--- START Dataset ---

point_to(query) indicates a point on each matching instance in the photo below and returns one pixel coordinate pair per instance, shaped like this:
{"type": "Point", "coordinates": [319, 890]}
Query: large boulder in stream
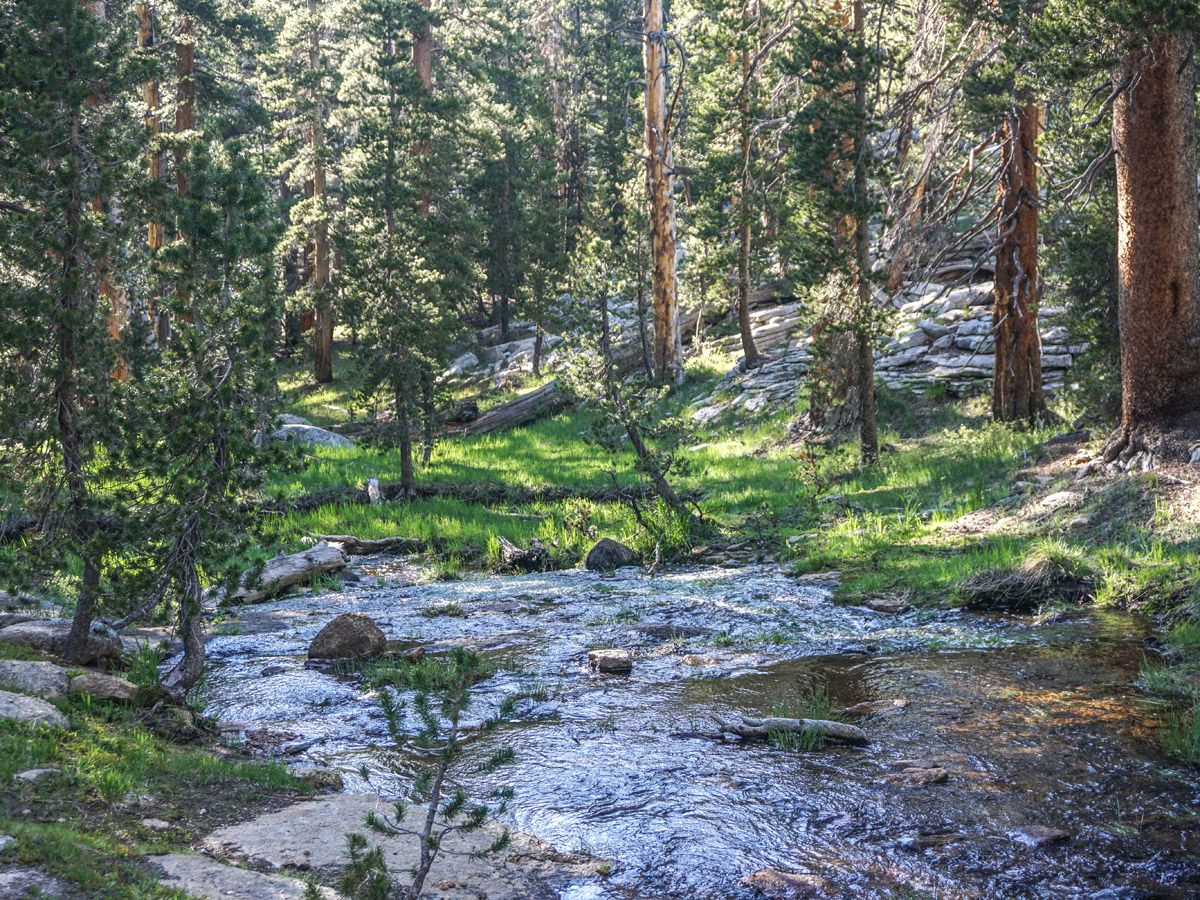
{"type": "Point", "coordinates": [609, 555]}
{"type": "Point", "coordinates": [348, 636]}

--- END Dataset ---

• [Exercise aim]
Rewrite all the records with "boulder" swapped for "rock", leaving everything else unchanged and omitting the pictures.

• [Complete response]
point_to(query) indicates a point on each matching instance in the photo below and returns one pixel coordinate pair per instance, shaped like this:
{"type": "Point", "coordinates": [319, 890]}
Query: large rock in stream
{"type": "Point", "coordinates": [609, 555]}
{"type": "Point", "coordinates": [348, 636]}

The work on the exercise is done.